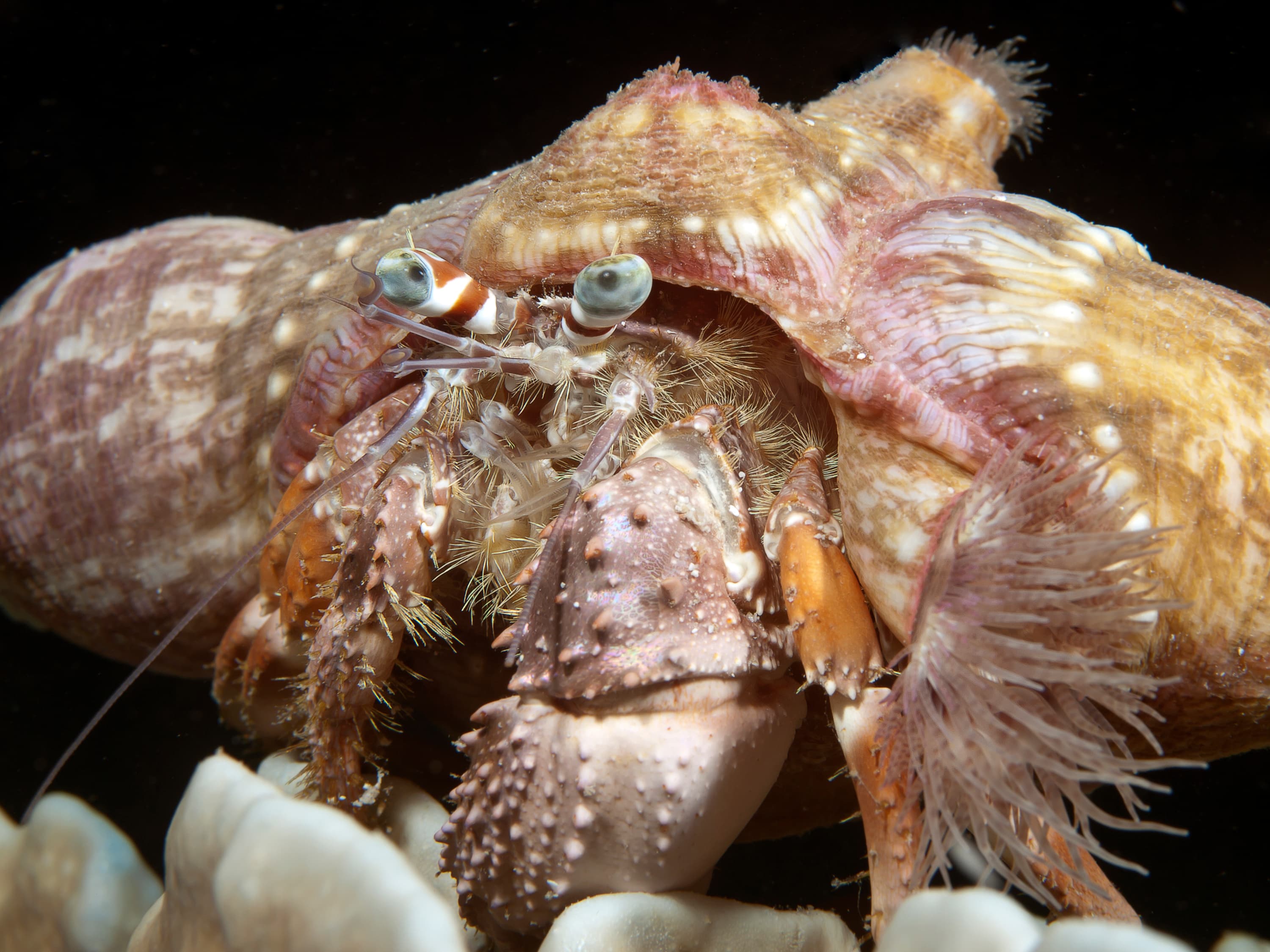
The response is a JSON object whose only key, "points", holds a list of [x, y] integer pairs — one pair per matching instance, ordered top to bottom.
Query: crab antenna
{"points": [[374, 454]]}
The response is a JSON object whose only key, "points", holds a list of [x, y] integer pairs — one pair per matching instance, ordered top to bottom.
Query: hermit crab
{"points": [[638, 415]]}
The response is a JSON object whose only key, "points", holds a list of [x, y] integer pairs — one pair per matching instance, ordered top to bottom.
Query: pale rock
{"points": [[411, 819], [253, 870], [70, 881], [961, 921], [639, 922], [1103, 936]]}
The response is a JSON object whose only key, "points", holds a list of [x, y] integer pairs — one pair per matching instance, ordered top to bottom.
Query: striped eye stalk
{"points": [[420, 281], [605, 294]]}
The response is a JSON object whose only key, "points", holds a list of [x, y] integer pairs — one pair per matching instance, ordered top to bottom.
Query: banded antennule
{"points": [[652, 713]]}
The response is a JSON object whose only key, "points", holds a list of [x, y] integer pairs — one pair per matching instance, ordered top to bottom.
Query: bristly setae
{"points": [[696, 292]]}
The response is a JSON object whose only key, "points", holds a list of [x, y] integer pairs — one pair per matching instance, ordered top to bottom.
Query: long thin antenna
{"points": [[374, 454]]}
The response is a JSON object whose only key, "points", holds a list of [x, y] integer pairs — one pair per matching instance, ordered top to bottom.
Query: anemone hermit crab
{"points": [[1034, 432]]}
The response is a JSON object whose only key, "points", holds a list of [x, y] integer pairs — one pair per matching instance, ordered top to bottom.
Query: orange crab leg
{"points": [[831, 621], [891, 818]]}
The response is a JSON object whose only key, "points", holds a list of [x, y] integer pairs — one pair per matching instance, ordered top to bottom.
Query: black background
{"points": [[309, 113]]}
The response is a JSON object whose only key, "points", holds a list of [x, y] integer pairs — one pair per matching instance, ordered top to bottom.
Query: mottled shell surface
{"points": [[945, 322], [163, 362]]}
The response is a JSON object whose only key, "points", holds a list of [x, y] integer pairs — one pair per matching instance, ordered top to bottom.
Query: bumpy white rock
{"points": [[249, 869], [70, 881], [962, 921], [983, 921], [638, 922]]}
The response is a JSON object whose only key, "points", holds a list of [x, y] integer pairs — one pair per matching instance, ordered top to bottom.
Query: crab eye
{"points": [[408, 280], [610, 290]]}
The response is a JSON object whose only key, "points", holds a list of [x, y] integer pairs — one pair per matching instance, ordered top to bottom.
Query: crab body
{"points": [[845, 278]]}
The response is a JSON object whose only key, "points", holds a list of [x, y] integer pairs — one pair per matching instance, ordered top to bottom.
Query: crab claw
{"points": [[834, 630]]}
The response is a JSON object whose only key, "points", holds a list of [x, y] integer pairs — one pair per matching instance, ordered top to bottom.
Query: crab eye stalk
{"points": [[408, 278], [605, 294]]}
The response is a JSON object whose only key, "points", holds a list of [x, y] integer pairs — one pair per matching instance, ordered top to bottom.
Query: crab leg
{"points": [[380, 593], [832, 625], [892, 818]]}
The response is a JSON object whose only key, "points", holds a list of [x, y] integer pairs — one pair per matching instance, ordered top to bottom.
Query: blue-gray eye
{"points": [[407, 276], [611, 290]]}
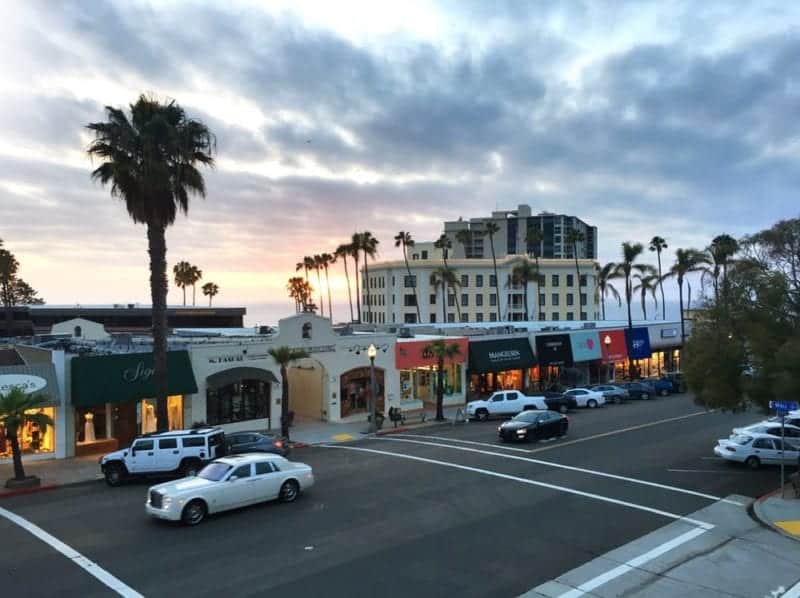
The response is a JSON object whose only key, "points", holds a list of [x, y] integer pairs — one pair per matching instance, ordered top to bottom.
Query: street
{"points": [[444, 510]]}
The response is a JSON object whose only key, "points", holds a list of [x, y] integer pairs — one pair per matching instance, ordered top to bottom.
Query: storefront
{"points": [[500, 364], [419, 376], [37, 380], [112, 398]]}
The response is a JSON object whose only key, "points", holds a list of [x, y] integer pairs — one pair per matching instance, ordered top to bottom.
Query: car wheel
{"points": [[115, 474], [289, 491], [194, 512]]}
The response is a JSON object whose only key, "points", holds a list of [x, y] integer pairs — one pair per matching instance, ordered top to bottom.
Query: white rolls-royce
{"points": [[229, 483]]}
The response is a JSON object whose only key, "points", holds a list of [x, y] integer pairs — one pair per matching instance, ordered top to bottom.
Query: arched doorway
{"points": [[355, 390]]}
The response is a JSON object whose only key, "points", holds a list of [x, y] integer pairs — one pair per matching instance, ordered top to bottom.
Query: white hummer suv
{"points": [[184, 452]]}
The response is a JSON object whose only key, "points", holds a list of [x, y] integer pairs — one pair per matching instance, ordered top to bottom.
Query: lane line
{"points": [[406, 438], [504, 476], [76, 557], [634, 563]]}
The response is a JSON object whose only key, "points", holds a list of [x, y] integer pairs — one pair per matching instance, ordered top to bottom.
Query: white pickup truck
{"points": [[504, 402]]}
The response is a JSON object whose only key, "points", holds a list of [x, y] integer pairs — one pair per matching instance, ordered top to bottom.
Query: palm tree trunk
{"points": [[157, 247]]}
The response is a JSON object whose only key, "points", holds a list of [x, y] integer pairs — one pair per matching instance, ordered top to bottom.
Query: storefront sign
{"points": [[638, 343], [585, 345], [614, 347], [554, 349], [415, 354], [500, 355]]}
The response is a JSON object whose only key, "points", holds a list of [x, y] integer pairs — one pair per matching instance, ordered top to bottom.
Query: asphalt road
{"points": [[444, 511]]}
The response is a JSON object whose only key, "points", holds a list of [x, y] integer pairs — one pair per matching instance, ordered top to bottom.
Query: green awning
{"points": [[103, 379]]}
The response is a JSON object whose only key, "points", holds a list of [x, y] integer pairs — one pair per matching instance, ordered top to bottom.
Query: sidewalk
{"points": [[781, 514]]}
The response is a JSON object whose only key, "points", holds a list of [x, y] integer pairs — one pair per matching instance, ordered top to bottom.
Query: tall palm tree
{"points": [[151, 163], [491, 229], [574, 236], [403, 239], [659, 244], [369, 245], [342, 251], [686, 261], [182, 272], [524, 272], [195, 275], [210, 290], [441, 351], [283, 356], [16, 410]]}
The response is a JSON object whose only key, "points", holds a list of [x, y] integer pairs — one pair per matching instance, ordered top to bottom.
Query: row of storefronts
{"points": [[102, 399]]}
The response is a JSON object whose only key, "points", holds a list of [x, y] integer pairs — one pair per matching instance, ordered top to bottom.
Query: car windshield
{"points": [[214, 472]]}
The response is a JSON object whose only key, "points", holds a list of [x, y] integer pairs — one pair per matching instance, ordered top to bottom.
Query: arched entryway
{"points": [[355, 390]]}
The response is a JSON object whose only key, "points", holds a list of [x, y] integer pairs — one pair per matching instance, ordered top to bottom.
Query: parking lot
{"points": [[445, 510]]}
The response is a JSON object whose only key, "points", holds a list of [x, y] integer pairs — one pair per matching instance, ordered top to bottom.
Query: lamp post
{"points": [[372, 352]]}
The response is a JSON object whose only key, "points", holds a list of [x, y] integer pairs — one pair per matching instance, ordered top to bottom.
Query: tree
{"points": [[151, 162], [491, 229], [403, 239], [658, 244], [342, 252], [604, 286], [210, 290], [441, 351], [283, 356], [16, 409]]}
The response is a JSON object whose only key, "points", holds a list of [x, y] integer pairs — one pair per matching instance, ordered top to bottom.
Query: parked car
{"points": [[638, 390], [613, 394], [587, 398], [504, 402], [532, 425], [254, 442], [757, 449], [181, 452], [229, 483]]}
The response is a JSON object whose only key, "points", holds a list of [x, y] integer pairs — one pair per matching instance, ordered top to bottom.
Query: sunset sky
{"points": [[679, 119]]}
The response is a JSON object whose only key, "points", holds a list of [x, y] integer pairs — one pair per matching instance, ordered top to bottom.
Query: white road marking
{"points": [[407, 438], [504, 476], [76, 557], [634, 563]]}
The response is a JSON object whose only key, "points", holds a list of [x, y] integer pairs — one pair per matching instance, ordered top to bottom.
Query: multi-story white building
{"points": [[389, 294]]}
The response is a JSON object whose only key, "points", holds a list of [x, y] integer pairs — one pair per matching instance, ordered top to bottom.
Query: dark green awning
{"points": [[127, 377]]}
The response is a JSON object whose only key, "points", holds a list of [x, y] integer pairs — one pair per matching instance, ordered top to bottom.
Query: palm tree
{"points": [[151, 163], [491, 229], [574, 236], [404, 240], [658, 244], [369, 245], [342, 251], [686, 261], [524, 272], [195, 275], [183, 277], [647, 283], [604, 286], [210, 290], [441, 350], [283, 356], [16, 410]]}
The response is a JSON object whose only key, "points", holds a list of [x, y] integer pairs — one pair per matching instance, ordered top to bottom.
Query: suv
{"points": [[184, 452]]}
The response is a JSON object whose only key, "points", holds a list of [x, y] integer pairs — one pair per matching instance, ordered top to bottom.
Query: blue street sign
{"points": [[783, 405]]}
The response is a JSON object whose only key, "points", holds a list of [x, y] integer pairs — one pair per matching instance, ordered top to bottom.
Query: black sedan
{"points": [[533, 425], [254, 442]]}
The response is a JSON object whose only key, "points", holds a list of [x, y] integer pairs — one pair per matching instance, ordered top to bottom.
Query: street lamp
{"points": [[372, 352]]}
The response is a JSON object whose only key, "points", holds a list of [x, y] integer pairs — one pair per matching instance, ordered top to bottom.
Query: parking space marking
{"points": [[406, 438], [488, 472], [76, 557]]}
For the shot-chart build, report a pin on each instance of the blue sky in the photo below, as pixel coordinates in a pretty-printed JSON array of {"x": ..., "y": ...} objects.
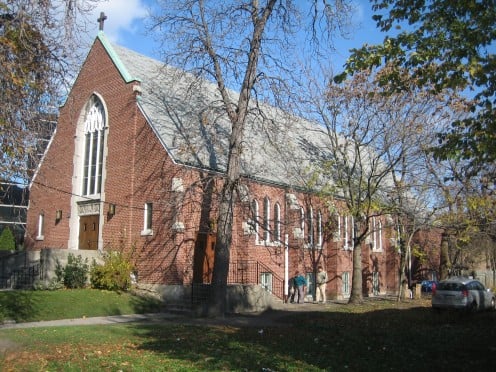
[{"x": 124, "y": 26}]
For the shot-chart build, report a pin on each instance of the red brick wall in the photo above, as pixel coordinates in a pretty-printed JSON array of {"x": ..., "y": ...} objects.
[{"x": 139, "y": 171}]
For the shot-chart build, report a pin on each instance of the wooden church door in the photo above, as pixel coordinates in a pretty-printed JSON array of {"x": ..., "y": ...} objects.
[
  {"x": 208, "y": 260},
  {"x": 88, "y": 232}
]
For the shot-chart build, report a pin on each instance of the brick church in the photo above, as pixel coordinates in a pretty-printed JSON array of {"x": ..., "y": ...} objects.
[{"x": 136, "y": 163}]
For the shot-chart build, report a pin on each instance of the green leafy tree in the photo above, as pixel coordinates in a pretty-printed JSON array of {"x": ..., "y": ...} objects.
[
  {"x": 444, "y": 44},
  {"x": 7, "y": 240}
]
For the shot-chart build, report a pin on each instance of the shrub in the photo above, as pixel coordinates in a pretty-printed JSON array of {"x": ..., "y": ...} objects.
[
  {"x": 114, "y": 274},
  {"x": 75, "y": 273},
  {"x": 7, "y": 240}
]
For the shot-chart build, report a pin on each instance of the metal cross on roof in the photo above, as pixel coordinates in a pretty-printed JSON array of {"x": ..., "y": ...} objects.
[{"x": 101, "y": 20}]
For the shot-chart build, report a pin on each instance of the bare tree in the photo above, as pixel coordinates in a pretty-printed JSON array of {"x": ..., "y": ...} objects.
[
  {"x": 246, "y": 46},
  {"x": 375, "y": 141}
]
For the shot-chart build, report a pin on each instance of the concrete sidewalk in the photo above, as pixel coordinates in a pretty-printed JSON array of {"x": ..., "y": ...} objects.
[{"x": 273, "y": 317}]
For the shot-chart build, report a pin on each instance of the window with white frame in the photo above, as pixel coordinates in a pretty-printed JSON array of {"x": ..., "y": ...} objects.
[
  {"x": 147, "y": 219},
  {"x": 310, "y": 278},
  {"x": 41, "y": 227},
  {"x": 94, "y": 136},
  {"x": 339, "y": 228},
  {"x": 345, "y": 283},
  {"x": 319, "y": 230},
  {"x": 266, "y": 220},
  {"x": 277, "y": 222},
  {"x": 376, "y": 234},
  {"x": 346, "y": 228},
  {"x": 266, "y": 281},
  {"x": 254, "y": 218},
  {"x": 310, "y": 230},
  {"x": 302, "y": 223}
]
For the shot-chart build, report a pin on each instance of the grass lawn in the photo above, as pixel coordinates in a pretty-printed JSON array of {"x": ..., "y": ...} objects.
[
  {"x": 380, "y": 335},
  {"x": 29, "y": 306}
]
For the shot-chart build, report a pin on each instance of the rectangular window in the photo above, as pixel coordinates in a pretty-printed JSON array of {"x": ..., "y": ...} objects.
[
  {"x": 266, "y": 281},
  {"x": 319, "y": 231},
  {"x": 147, "y": 225},
  {"x": 345, "y": 284},
  {"x": 41, "y": 227},
  {"x": 310, "y": 284},
  {"x": 346, "y": 235}
]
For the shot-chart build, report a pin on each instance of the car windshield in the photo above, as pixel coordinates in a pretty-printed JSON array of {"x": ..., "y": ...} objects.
[{"x": 450, "y": 286}]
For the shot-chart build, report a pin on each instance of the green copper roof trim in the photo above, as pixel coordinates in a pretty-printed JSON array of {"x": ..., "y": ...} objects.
[{"x": 115, "y": 58}]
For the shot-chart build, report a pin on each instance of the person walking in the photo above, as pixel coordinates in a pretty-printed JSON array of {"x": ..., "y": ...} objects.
[{"x": 321, "y": 285}]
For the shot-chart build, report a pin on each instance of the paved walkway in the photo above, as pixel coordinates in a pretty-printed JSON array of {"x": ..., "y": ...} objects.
[{"x": 273, "y": 317}]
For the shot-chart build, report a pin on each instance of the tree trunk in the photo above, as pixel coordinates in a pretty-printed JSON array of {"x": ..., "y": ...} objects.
[
  {"x": 402, "y": 270},
  {"x": 444, "y": 259}
]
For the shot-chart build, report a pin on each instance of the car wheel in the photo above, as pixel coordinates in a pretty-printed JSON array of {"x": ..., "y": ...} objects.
[{"x": 472, "y": 307}]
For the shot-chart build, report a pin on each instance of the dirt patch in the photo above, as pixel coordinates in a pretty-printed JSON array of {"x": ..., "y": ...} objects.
[{"x": 7, "y": 345}]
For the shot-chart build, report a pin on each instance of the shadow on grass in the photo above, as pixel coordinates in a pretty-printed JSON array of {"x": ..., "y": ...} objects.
[
  {"x": 17, "y": 305},
  {"x": 389, "y": 339}
]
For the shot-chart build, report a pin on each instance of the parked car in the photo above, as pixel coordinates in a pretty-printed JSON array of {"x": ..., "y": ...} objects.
[
  {"x": 462, "y": 294},
  {"x": 428, "y": 285}
]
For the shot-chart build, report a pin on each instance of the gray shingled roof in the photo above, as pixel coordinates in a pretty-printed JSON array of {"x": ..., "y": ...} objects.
[{"x": 187, "y": 116}]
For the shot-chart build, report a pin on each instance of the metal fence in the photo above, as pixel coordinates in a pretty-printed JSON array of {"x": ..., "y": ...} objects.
[{"x": 243, "y": 272}]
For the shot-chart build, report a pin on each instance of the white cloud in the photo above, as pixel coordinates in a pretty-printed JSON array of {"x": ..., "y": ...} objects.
[{"x": 123, "y": 16}]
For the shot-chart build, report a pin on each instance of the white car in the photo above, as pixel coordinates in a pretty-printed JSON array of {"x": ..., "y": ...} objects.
[{"x": 462, "y": 294}]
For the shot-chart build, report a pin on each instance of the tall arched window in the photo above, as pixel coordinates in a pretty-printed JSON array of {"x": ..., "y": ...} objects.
[
  {"x": 277, "y": 222},
  {"x": 319, "y": 230},
  {"x": 94, "y": 135},
  {"x": 267, "y": 219}
]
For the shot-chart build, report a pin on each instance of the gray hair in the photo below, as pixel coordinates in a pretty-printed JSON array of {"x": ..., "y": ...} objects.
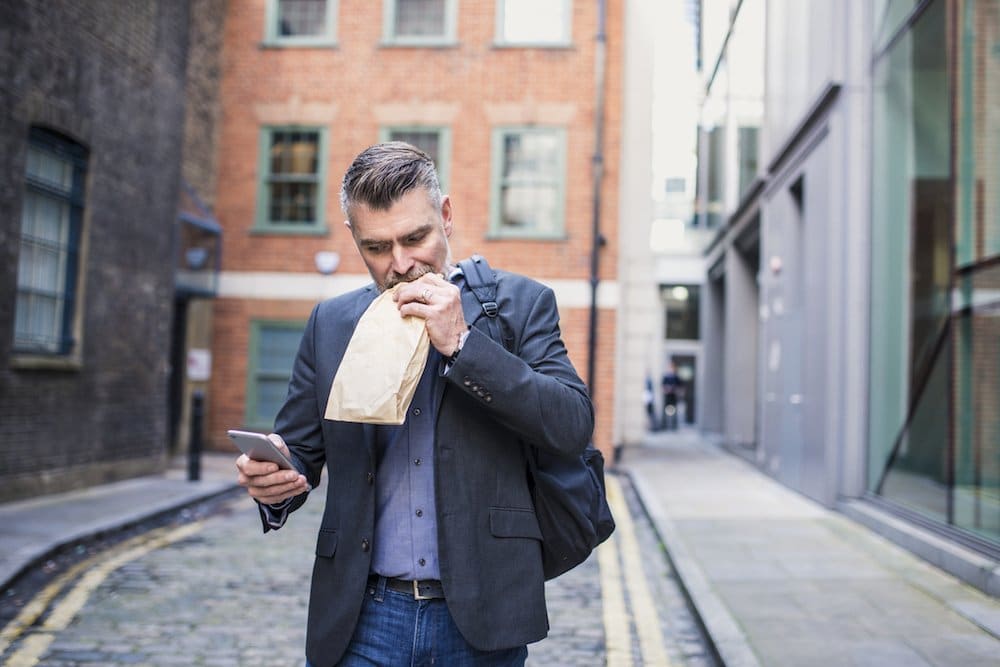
[{"x": 383, "y": 173}]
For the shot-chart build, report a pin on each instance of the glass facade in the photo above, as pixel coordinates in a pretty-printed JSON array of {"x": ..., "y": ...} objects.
[{"x": 935, "y": 303}]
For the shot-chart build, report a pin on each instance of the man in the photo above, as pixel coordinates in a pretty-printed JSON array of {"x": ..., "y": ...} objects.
[
  {"x": 672, "y": 388},
  {"x": 429, "y": 549}
]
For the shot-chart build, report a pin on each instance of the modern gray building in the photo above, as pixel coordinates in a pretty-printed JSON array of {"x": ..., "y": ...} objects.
[{"x": 849, "y": 317}]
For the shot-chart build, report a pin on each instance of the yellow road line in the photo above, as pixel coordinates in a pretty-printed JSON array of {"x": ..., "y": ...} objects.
[
  {"x": 617, "y": 639},
  {"x": 97, "y": 570}
]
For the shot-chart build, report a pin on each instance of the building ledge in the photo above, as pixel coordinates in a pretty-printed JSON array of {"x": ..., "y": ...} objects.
[{"x": 972, "y": 567}]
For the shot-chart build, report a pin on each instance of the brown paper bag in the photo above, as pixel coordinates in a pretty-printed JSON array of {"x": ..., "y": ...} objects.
[{"x": 381, "y": 367}]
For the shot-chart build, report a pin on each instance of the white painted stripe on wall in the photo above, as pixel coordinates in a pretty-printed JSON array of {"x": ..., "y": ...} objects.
[{"x": 316, "y": 287}]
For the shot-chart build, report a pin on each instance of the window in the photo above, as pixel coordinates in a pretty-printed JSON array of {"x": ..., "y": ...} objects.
[
  {"x": 301, "y": 22},
  {"x": 420, "y": 21},
  {"x": 291, "y": 193},
  {"x": 529, "y": 182},
  {"x": 51, "y": 218},
  {"x": 435, "y": 141},
  {"x": 534, "y": 22},
  {"x": 273, "y": 346},
  {"x": 681, "y": 309}
]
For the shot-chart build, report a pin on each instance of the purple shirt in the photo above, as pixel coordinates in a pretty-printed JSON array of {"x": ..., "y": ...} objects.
[{"x": 405, "y": 544}]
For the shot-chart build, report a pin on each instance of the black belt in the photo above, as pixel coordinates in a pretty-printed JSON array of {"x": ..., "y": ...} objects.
[{"x": 426, "y": 589}]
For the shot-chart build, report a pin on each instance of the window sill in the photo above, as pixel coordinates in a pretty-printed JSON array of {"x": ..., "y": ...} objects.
[
  {"x": 280, "y": 230},
  {"x": 300, "y": 44},
  {"x": 551, "y": 46},
  {"x": 38, "y": 362},
  {"x": 494, "y": 235},
  {"x": 390, "y": 43}
]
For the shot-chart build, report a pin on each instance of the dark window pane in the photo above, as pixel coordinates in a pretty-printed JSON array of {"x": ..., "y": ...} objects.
[
  {"x": 682, "y": 310},
  {"x": 277, "y": 345},
  {"x": 50, "y": 217},
  {"x": 420, "y": 18},
  {"x": 301, "y": 18}
]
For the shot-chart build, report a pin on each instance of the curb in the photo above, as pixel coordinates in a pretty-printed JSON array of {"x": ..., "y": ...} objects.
[
  {"x": 722, "y": 632},
  {"x": 33, "y": 558}
]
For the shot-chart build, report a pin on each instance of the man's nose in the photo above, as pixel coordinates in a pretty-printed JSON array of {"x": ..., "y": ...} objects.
[{"x": 401, "y": 260}]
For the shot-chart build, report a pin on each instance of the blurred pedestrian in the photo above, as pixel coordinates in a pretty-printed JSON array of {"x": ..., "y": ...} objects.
[
  {"x": 671, "y": 388},
  {"x": 428, "y": 551},
  {"x": 647, "y": 395}
]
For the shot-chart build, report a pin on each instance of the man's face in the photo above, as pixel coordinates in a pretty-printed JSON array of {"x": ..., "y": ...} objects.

________________

◆ Exercise instructions ◆
Swap "photo above" for "image above" in the lines running from the one with "of the blurred" up to and including the last line of the data, and give those lines back with nothing else changed.

◆ Result for this exercise ◆
For the shot-chart build, report a pin on each instance of the blurred pedestrian in the image above, as pixel coordinates in a pretty-printed JSON array of {"x": ..., "y": ...} objects.
[
  {"x": 671, "y": 388},
  {"x": 428, "y": 551},
  {"x": 647, "y": 395}
]
For the shot-chart build, report a pin on each instance of the man's face in the image above, as pixel coordinates in a pretty-printed JSON array of {"x": ..., "y": ...} objects.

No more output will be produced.